> **TASK STATEMENT**:
Go through the entries and set each one down exactly.

[Saved entries]
╔══

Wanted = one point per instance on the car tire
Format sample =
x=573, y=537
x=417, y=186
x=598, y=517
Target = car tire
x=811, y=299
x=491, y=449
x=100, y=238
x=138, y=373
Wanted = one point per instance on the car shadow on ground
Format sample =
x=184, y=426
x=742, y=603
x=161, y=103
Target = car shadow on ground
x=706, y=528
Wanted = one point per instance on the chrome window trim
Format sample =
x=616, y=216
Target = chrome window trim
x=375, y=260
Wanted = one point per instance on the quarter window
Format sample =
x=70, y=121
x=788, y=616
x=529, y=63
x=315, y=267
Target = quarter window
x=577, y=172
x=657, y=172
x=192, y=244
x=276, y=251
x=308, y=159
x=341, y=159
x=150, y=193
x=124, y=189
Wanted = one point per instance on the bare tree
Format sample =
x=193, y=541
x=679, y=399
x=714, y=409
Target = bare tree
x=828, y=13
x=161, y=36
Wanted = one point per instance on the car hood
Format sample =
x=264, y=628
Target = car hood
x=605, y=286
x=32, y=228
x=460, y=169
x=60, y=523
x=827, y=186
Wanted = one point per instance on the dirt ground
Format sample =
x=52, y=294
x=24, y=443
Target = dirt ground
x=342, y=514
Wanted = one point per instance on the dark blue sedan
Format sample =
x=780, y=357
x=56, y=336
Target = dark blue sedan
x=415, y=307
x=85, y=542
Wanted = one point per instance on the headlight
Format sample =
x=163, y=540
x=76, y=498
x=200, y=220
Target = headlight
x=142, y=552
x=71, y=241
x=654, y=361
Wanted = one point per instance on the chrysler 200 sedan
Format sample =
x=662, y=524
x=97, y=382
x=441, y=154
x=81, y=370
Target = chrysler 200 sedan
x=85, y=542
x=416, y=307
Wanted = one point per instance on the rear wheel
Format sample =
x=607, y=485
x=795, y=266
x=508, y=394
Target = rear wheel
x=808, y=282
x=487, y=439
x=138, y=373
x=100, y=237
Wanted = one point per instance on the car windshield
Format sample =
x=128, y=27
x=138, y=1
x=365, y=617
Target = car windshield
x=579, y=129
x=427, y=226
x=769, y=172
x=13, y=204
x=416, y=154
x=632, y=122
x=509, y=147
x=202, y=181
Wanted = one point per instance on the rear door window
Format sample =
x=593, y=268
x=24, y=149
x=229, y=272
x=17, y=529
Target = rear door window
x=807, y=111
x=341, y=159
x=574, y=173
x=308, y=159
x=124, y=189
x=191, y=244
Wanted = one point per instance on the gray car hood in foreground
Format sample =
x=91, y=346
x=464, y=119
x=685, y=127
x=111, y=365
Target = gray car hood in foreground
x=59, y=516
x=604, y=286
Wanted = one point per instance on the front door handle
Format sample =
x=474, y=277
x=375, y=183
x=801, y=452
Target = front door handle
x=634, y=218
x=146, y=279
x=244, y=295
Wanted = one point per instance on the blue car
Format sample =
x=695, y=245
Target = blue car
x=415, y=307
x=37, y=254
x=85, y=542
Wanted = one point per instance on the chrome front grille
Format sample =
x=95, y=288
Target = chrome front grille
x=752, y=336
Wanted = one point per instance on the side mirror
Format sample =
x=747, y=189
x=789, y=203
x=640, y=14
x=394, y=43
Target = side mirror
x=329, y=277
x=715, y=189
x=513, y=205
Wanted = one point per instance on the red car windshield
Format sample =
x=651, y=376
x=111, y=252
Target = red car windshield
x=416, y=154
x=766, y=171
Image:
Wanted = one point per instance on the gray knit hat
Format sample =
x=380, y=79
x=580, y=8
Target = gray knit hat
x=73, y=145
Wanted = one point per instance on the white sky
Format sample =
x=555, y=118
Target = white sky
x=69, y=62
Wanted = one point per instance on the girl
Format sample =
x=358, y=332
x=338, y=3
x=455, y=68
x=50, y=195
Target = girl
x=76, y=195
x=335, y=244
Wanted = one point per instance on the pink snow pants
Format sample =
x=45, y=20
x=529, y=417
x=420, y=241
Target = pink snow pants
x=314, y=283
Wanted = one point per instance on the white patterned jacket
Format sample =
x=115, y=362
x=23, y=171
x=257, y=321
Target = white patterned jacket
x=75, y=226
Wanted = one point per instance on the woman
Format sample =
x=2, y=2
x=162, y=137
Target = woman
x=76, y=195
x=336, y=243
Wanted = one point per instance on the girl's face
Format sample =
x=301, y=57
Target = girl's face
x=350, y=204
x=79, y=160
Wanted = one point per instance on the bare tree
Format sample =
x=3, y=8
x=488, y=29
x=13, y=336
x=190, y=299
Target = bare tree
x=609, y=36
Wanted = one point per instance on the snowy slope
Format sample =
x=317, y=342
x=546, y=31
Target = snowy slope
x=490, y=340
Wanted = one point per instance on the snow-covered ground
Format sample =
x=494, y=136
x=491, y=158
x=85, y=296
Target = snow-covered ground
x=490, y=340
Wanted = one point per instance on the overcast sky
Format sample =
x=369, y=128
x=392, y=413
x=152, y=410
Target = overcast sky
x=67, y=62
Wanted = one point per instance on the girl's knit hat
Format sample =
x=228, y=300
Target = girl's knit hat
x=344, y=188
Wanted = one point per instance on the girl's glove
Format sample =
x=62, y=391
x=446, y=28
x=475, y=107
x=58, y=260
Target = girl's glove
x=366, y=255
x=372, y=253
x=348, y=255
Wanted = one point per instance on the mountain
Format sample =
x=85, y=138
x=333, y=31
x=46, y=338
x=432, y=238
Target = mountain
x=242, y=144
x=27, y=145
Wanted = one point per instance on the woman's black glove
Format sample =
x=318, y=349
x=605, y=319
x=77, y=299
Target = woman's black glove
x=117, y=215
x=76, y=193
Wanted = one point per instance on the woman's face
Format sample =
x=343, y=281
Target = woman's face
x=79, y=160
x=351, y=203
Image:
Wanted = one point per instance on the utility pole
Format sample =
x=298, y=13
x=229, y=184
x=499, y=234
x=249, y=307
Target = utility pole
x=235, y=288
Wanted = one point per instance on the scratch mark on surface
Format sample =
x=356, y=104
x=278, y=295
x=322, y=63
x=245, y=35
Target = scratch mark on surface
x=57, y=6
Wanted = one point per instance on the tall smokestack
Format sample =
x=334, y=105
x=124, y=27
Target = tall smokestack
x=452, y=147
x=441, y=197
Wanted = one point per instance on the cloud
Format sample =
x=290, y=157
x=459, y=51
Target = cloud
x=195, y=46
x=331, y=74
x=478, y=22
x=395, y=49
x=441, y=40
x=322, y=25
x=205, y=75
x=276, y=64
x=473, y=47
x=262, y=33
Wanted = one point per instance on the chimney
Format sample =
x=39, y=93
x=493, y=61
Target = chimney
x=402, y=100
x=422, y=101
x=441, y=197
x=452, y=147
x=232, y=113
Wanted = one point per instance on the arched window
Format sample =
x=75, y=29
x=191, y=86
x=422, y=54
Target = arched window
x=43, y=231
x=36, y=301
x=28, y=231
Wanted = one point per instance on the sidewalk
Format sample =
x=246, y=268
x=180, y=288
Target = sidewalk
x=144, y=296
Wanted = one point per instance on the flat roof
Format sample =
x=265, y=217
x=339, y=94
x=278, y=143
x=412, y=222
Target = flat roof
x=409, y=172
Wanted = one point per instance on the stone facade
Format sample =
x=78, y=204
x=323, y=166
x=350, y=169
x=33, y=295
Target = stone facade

╚══

> **ANSWER FOR THIS EXERCISE**:
Wanted = one point per instance on the car tire
Format sample =
x=573, y=537
x=417, y=186
x=598, y=517
Target = car tire
x=811, y=299
x=491, y=449
x=100, y=238
x=138, y=373
Wanted = one point per instance on the car shadow on ground
Format sample =
x=184, y=426
x=742, y=603
x=161, y=103
Target = car shadow on ground
x=706, y=528
Wanted = one point per instance on the chrome window trim
Format sample =
x=616, y=216
Target = chrome window trim
x=375, y=260
Wanted = one point per instance on the quarter window
Format sample =
x=70, y=121
x=788, y=616
x=529, y=63
x=315, y=267
Target = quarter window
x=577, y=172
x=657, y=172
x=192, y=244
x=276, y=251
x=308, y=159
x=341, y=159
x=150, y=193
x=124, y=189
Wanted = one point per instance on the bare tree
Format sample =
x=193, y=541
x=679, y=399
x=714, y=409
Target = bare tree
x=828, y=13
x=161, y=36
Wanted = one point per instance on the car hood
Format sample =
x=264, y=628
Target = car hood
x=605, y=286
x=32, y=228
x=460, y=169
x=60, y=523
x=827, y=186
Wanted = one point per instance on the dirt ground
Format sample =
x=52, y=294
x=24, y=443
Target = dirt ground
x=342, y=514
Wanted = one point per instance on the dark blue sedan
Format sample =
x=780, y=357
x=56, y=336
Target = dark blue sedan
x=415, y=307
x=85, y=542
Wanted = one point per instance on the headlight
Format sample =
x=163, y=540
x=76, y=498
x=200, y=220
Target = headlight
x=142, y=552
x=71, y=241
x=654, y=361
Wanted = one point per instance on the chrysler 200 sedan
Format sample =
x=662, y=524
x=97, y=382
x=441, y=154
x=81, y=370
Target = chrysler 200 sedan
x=85, y=542
x=416, y=307
Wanted = one point per instance on the rear wheel
Format sample =
x=607, y=485
x=795, y=266
x=508, y=394
Target = rear wheel
x=808, y=282
x=487, y=439
x=138, y=373
x=100, y=237
Wanted = one point per instance on the car windshield
Format sample =
x=128, y=27
x=138, y=1
x=365, y=617
Target = car windshield
x=579, y=129
x=427, y=226
x=769, y=172
x=13, y=204
x=416, y=154
x=632, y=122
x=509, y=147
x=202, y=181
Wanted = one point per instance on the rear door window
Format sample =
x=593, y=268
x=24, y=149
x=229, y=272
x=17, y=529
Target = rear door window
x=807, y=111
x=341, y=159
x=574, y=173
x=308, y=159
x=124, y=189
x=191, y=244
Wanted = one point per instance on the gray car hood in foreground
Format sample =
x=91, y=346
x=464, y=119
x=685, y=127
x=111, y=365
Target = gray car hood in foreground
x=59, y=516
x=604, y=286
Wanted = one point per instance on the front door handle
Format sample =
x=474, y=277
x=375, y=183
x=801, y=452
Target = front door handle
x=634, y=218
x=146, y=279
x=244, y=295
Wanted = one point per instance on the blue car
Format sample =
x=695, y=245
Target = blue car
x=415, y=307
x=37, y=254
x=85, y=542
Wanted = one point per instance on the chrome front grille
Format sample =
x=95, y=288
Target = chrome front grille
x=752, y=336
Wanted = one point per instance on the side mirror
Format sample =
x=747, y=189
x=789, y=203
x=640, y=14
x=394, y=43
Target = side mirror
x=329, y=277
x=715, y=189
x=513, y=205
Wanted = one point per instance on the red car windshield
Format sample =
x=651, y=376
x=111, y=252
Target = red car windshield
x=416, y=154
x=766, y=171
Image:
Wanted = one point per instance on the gray knit hat
Format sample =
x=380, y=79
x=580, y=8
Target = gray knit hat
x=73, y=145
Wanted = one point per instance on the white sky
Format sample =
x=555, y=118
Target = white sky
x=69, y=62
Wanted = one point per instance on the girl
Format sample =
x=358, y=332
x=338, y=3
x=455, y=68
x=50, y=195
Target = girl
x=76, y=195
x=335, y=244
Wanted = one point per instance on the pink snow pants
Format sample =
x=45, y=20
x=529, y=417
x=420, y=241
Target = pink snow pants
x=314, y=283
Wanted = one point per instance on the white patterned jacket
Format sample =
x=115, y=362
x=23, y=171
x=257, y=321
Target = white patterned jacket
x=75, y=226
Wanted = one point per instance on the woman
Format sample =
x=2, y=2
x=162, y=137
Target = woman
x=76, y=195
x=336, y=243
Wanted = one point per instance on the girl's face
Format sample =
x=301, y=57
Target = girl's face
x=350, y=204
x=79, y=160
Wanted = one point per instance on the bare tree
Format sample =
x=3, y=8
x=488, y=29
x=13, y=336
x=190, y=299
Target = bare tree
x=609, y=36
Wanted = one point per instance on the snowy slope
Format sample =
x=317, y=342
x=546, y=31
Target = snowy slope
x=490, y=340
Wanted = one point per instance on the snow-covered ground
Format sample =
x=494, y=136
x=491, y=158
x=85, y=296
Target = snow-covered ground
x=490, y=340
Wanted = one point per instance on the overcast sky
Format sample =
x=369, y=128
x=392, y=413
x=152, y=410
Target = overcast sky
x=67, y=62
Wanted = one point per instance on the girl's knit hat
Format sample =
x=228, y=300
Target = girl's knit hat
x=344, y=188
Wanted = one point per instance on the girl's glove
Format sample =
x=62, y=391
x=446, y=28
x=475, y=107
x=58, y=260
Target = girl's glove
x=366, y=255
x=372, y=253
x=348, y=255
Wanted = one point per instance on the mountain
Format sample =
x=85, y=138
x=333, y=31
x=46, y=338
x=432, y=238
Target = mountain
x=242, y=144
x=27, y=145
Wanted = one point per instance on the woman's black glove
Format sample =
x=318, y=349
x=605, y=319
x=77, y=299
Target = woman's black glove
x=117, y=215
x=76, y=193
Wanted = one point per instance on the woman's face
Format sample =
x=343, y=281
Target = woman's face
x=79, y=160
x=351, y=203
Image:
Wanted = one point per instance on the utility pole
Format sample =
x=298, y=13
x=229, y=184
x=499, y=234
x=249, y=307
Target = utility pole
x=235, y=288
Wanted = one point per instance on the scratch mark on surface
Format sample =
x=356, y=104
x=278, y=295
x=322, y=63
x=245, y=35
Target = scratch mark on surface
x=57, y=6
Wanted = one point per instance on the tall smokestack
Format sample =
x=334, y=105
x=124, y=27
Target = tall smokestack
x=452, y=147
x=441, y=197
Wanted = one point per instance on the cloud
Format sample =
x=290, y=157
x=459, y=51
Target = cloud
x=195, y=46
x=331, y=74
x=478, y=22
x=395, y=49
x=441, y=40
x=322, y=25
x=205, y=75
x=276, y=64
x=473, y=47
x=262, y=33
Wanted = one point per instance on the chimney
Format sample =
x=39, y=93
x=493, y=61
Target = chimney
x=402, y=100
x=422, y=101
x=441, y=197
x=452, y=147
x=232, y=113
Wanted = one point per instance on the arched window
Format sample =
x=75, y=29
x=191, y=86
x=422, y=54
Target = arched window
x=43, y=231
x=36, y=301
x=28, y=231
Wanted = one point per instance on the sidewalk
Format sample =
x=246, y=268
x=180, y=288
Target = sidewalk
x=144, y=296
Wanted = one point per instance on the flat roof
Format sample =
x=265, y=217
x=339, y=94
x=278, y=143
x=412, y=222
Target = flat roof
x=409, y=172
Wanted = one point per instance on the stone facade
Format sample =
x=78, y=204
x=323, y=166
x=350, y=169
x=33, y=295
Target = stone facade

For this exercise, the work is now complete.